◆ Reading text ◆
— Start —

Author: Shannon Rodgers (25 Articles)
I talked with a friend Wednesday, who I had not talked to for a couple of years. We talked several times over the next two and he questioned why I had not sent him any rants lately. Truthfully, I have been stressed recently and big-picture-philosophy is bumped down on the priority list when life gets hectic. No one looks after one’s own best interest better than oneself. I can’t complain, but sometimes I still do. I am certain that I am not alone, and that any number of you would gladly trade stresses.
It occurred to me that much is happening in the big-picture-philosophy world that contributes to the stress of some people. (Could it relieve the stress of some?) I recently had a discussion with one such person about their attic and property taxes. Specifically, each reassessment brings a new discussion about a storage room in the attic. It seems that the building plans show an alternate room in the attic. The alternate room was not finished when the house was built, but plywood was put down so the area could be used for storage. I’m certain many of you have space in your attic where you store stuff, (for lack of a better term.)
The situation is that each time the property is reassessed, it is based on the generic building plans, purchased from one of those plan books you can get al Lowe’s, not the actual building constructed. It would seem that this is easier that way, for the reassesser. Each time, a trip to the local tax office, a short wait in line, and the explanation that the information is already in the file, resets the floor area which establishes the amount of tax owed.
For some reason, this stuck in my craw. I can’t seem to shake it.
The tax is based purely on the assumption that the more you own, the more you are able (and obligated) to pay, every year. There is an income/wealth test for property ownership. If you cannot afford the tax then you are obligated to sell the property to someone who can. This skews property ownership towards the ones who have and against the ones who have not. The haves must take some of wealth they already have to pay for the property they intend to keep. Those who have not, must earn enough to pay income taxes and use a portion of what is left to acquire property. Then they must earn enough to pay income taxes and still have enough left to pay the property taxes. A person of moderate means often cannot inherit property and afford to pay the inheritance tax, income tax on their moderate income, and have enough to pay the recurring property taxes. There is an income/wealth test for inheritance.
How is it that the government is somehow entitled to more tax money, based simply on the wall treatment of an attic room? There is no link between that room, and any service the government provides. There is no link to the function of government. But that is not unusual; there is no link between sales taxes and the use of those taxes. So it took me a while to figure out why I could not let this one go. My conclusion is that property taxes are immoral. I believe that all confiscatory taxes are immoral.
Yeah, yeah, I know, it is easy to say such, and just as easy to discount such with the argument that there are legitimate functions of government, and that they must be funded. Even so, this is my conclusion: Just as tyranny is the opposite of freedom, the taking of a portion of a person’s property, for the simple reason that it exists, is an infringement on the right to life, liberty, and the pursuit of happiness. Bear with me, this sounds a little like a math proof. You know the ones we had to learn in high school geometry? Ok, so nearly all of you just clicked the delete key. Kudos to you.

— End —

◆ Problems to solve ◆
**1)** In the essay on property taxes, what are the attic-room reassessments based on?
**2)** Please carry the essay on property taxes forward from its last sentence.

◆ Dataset entries ◆
— Start —

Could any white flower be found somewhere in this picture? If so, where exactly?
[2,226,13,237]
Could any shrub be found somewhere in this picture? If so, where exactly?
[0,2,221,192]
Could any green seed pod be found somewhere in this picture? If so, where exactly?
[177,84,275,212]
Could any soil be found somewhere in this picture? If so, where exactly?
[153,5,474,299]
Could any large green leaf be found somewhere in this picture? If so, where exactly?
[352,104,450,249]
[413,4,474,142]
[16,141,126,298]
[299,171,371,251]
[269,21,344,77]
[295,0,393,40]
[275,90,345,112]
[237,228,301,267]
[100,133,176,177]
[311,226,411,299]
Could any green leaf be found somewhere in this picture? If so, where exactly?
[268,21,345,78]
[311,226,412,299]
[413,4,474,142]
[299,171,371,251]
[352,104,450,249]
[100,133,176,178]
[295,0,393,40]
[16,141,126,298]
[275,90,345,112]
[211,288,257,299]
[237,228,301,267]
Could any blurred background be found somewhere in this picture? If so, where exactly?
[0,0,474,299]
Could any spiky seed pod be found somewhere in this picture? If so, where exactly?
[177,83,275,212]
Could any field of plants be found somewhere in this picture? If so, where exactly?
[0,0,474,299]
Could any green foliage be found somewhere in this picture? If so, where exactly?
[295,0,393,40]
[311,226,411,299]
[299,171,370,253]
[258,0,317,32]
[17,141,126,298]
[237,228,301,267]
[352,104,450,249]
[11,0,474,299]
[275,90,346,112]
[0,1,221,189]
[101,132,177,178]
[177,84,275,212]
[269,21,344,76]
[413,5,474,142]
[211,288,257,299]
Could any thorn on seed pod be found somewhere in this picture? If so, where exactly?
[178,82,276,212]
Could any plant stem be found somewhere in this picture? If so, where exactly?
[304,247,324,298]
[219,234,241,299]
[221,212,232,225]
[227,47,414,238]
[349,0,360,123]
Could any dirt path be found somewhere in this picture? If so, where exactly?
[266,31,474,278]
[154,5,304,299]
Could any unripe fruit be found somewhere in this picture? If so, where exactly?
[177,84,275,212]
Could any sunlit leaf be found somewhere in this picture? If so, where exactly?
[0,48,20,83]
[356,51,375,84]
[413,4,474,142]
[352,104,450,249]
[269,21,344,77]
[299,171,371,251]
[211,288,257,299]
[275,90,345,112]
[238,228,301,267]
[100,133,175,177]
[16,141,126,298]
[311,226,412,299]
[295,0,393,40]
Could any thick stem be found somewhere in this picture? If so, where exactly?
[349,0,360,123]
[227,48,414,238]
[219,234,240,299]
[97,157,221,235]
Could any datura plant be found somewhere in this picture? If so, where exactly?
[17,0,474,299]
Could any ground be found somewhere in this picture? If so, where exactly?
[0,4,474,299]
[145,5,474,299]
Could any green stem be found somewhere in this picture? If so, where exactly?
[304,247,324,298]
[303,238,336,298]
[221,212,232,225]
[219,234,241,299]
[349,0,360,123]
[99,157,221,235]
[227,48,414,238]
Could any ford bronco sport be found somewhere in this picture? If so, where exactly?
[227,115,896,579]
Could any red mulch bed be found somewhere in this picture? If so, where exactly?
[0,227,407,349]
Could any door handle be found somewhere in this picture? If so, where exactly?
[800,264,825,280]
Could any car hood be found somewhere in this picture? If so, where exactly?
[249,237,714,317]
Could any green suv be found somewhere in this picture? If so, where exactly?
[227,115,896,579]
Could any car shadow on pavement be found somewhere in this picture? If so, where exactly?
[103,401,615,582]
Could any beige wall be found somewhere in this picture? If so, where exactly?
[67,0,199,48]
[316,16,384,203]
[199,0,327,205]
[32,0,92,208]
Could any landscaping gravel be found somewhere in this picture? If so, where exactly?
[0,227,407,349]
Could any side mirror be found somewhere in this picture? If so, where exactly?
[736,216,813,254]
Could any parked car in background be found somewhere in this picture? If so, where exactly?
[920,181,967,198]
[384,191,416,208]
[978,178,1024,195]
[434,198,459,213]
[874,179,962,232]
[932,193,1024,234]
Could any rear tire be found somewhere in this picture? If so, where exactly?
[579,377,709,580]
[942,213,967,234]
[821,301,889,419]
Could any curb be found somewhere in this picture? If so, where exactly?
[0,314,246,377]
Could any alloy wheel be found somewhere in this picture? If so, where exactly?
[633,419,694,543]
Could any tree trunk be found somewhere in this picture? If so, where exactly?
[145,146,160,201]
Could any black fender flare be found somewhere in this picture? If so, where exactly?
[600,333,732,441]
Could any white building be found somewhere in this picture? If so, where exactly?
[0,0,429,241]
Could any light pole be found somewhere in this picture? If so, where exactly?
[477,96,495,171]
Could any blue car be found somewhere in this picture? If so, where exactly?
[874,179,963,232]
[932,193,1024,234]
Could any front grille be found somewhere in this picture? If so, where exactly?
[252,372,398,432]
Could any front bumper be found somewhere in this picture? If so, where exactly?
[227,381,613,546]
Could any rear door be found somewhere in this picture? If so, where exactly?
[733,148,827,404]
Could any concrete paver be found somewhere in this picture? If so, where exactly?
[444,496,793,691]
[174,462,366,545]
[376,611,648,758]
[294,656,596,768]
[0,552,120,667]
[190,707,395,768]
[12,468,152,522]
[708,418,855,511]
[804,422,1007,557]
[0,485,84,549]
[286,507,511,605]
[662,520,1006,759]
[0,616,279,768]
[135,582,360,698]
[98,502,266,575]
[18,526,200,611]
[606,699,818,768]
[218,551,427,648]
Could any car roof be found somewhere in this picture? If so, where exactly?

— End —

◆ Responses by task ◆
**1)** They are based on the generic building plans bought from a plan book, not on the house actually built.

**2)**
For the rest of you, show me where my logic fails. The founding fathers wrote the constitution, in part, to protect the ownership of private property. They believed, as I do, that the ability to keep the fruits of one’s labor is the basis for the right to life, liberty, and the pursuit of happiness. The short version, if a person raises crops, just enough to survive, and cannot keep them, that person will starve. If a person can just feed themselves and the government takes the smallest portion, that person starves. Today, if a person lives on their own land, their own property, and never leaves, takes no service from the public at large but stays on their property for their entire life, they would loose that property in the name of supporting the common good as defined by those collecting property taxes. Today, a person is not free to live of their own devices. Today, a person who raises enough food to support themselves, has to raise enough additional to sell at market to pay the property taxes or have the property confiscated to pay said taxes.
The break even condition is unsustainable for the individual. One must make enough extra, be wealthy enough, to support the programs deemed needed by the governing body (street sweeping, welcome centers, etc.) or become a ward of that body. In the example I have chosen, the person who owns enough land to feed themselves and never leaves the property or takes any service from anyone outside their property, must sell a portion of what they raise to pay the taxes, and then presumably sign up for food stamps to eat. This person would have to give up feeding themselves to support the program that would feed them. That is, of course if they could qualify for food stamps and own property. In theory, this person would have to sell a portion of the property to pay the taxes and each year, the ability to feed themselves would diminish and a portion would have to be sold to make up the difference. Eventually, the property would be gone, and the person would be a ward of the state. This additional burden on the state routinely requires increases in revenue, which makes it more unlikely that a have not could earn enough to own property.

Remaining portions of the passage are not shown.